[What you have to do]:
Among the entries below, find the line with "Request = tag one keypoint per instance of the rough", then quote it and each following line up to and including the line with "Request = tag one keypoint per instance of the sea", and nothing else.

[Data supplied]:
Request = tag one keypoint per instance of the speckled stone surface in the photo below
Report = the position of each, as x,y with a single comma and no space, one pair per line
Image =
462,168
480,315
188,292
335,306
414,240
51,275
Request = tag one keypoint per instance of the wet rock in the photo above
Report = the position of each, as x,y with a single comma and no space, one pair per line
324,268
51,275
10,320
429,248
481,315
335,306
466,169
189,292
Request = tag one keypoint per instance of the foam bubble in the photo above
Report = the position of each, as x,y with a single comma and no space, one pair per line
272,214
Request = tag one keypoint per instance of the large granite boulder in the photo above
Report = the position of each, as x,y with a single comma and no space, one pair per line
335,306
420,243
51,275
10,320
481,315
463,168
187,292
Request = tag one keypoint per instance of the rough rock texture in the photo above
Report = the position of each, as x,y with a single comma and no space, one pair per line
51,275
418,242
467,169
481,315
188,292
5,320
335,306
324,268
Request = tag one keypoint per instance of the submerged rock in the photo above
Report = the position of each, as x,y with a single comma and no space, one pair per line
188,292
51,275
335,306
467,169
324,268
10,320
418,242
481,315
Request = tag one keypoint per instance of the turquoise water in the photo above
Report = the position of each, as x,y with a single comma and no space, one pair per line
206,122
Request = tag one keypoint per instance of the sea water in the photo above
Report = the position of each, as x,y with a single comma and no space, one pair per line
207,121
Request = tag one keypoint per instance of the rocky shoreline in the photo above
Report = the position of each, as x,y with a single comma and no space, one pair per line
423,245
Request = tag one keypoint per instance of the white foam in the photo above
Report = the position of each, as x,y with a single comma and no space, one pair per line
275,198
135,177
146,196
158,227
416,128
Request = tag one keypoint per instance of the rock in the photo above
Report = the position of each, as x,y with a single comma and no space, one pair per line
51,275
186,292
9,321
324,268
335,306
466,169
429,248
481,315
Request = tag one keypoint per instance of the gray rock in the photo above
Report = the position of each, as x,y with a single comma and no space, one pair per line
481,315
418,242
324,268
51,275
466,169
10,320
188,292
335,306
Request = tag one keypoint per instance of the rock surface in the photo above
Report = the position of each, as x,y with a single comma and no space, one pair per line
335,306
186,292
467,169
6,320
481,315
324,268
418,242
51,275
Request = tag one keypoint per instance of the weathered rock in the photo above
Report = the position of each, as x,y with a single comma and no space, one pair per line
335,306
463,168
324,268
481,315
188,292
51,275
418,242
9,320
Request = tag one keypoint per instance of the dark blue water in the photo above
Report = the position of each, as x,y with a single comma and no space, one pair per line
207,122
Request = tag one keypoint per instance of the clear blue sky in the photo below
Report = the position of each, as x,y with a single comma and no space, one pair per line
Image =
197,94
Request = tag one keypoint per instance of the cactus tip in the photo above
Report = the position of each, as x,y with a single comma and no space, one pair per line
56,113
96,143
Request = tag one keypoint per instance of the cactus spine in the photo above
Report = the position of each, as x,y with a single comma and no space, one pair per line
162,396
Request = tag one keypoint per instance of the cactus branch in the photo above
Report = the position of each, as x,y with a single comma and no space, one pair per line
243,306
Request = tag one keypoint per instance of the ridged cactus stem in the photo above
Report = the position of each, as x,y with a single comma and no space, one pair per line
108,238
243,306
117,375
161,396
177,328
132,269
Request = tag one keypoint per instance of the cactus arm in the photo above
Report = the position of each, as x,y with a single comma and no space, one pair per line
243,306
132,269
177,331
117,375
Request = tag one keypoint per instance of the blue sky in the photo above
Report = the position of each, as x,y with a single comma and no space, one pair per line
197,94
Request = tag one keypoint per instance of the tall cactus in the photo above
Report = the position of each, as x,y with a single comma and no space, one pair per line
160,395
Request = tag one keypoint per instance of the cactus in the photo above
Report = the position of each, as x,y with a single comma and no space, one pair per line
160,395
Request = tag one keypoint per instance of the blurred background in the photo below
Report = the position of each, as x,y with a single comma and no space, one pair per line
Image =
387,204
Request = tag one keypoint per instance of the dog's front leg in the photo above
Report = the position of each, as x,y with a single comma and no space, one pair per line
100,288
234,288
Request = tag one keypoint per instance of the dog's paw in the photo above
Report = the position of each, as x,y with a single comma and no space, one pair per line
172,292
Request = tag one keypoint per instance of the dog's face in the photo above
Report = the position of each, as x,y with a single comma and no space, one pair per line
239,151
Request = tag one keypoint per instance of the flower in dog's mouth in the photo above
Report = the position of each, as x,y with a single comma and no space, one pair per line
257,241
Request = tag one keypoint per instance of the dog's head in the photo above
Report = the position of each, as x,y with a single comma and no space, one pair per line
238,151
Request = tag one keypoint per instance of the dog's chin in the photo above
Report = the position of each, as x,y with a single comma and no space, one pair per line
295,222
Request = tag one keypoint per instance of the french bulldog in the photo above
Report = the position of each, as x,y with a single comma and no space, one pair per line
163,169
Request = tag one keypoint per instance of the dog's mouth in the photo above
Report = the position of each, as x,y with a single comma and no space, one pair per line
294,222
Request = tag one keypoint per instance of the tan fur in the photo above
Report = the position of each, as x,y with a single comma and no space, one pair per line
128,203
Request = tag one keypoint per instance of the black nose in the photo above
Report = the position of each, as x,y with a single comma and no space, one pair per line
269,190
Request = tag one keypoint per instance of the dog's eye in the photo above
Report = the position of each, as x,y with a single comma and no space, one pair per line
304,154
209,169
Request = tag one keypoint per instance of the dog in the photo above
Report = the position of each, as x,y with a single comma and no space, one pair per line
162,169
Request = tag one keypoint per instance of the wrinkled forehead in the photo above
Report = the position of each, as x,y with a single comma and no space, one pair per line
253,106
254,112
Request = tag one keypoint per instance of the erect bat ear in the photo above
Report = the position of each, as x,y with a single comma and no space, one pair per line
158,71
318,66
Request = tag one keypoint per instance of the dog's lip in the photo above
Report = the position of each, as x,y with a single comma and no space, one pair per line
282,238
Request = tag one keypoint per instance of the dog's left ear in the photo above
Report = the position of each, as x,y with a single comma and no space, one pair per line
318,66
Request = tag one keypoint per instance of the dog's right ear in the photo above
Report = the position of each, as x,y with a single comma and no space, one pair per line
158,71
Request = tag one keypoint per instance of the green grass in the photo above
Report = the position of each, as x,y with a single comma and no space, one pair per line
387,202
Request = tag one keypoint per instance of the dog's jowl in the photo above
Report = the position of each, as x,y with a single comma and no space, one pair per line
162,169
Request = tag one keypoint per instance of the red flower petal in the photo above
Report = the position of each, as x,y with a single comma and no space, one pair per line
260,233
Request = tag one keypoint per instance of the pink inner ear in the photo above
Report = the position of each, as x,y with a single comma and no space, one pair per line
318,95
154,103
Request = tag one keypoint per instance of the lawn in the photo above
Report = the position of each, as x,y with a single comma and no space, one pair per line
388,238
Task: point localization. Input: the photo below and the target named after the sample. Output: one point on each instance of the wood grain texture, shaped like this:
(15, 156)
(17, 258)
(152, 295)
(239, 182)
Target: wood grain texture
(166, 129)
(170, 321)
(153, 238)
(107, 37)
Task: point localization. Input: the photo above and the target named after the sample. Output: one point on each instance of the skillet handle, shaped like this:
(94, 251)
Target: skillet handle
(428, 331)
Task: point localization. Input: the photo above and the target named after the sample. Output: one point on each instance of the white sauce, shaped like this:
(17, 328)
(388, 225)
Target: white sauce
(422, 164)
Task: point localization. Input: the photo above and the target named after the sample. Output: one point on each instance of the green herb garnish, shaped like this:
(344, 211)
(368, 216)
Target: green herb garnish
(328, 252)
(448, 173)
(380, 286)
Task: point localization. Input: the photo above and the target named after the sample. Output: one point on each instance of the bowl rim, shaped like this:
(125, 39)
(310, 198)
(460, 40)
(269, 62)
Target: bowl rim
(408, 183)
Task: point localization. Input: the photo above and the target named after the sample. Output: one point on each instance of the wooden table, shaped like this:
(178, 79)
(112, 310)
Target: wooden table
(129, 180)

[Expected output]:
Request = tag one keypoint per instance of the rough rock texture in the photo above
Report = the position of each, as x,y with a single comma and no space, one pair per line
51,275
418,242
467,169
481,315
188,292
5,320
335,306
324,268
Request = tag one keypoint per instance of the submerged rock in the photo above
Report = the position of each, as x,y with a single comma and no space, one pair per line
188,292
51,275
335,306
467,169
324,268
10,320
418,242
481,315
Request = tag one keypoint per instance of the turquoise water in the photo above
Report = the position of each, as x,y with a single comma and no space, one pair per line
206,122
Request = tag one keypoint per instance of the sea water in the photo above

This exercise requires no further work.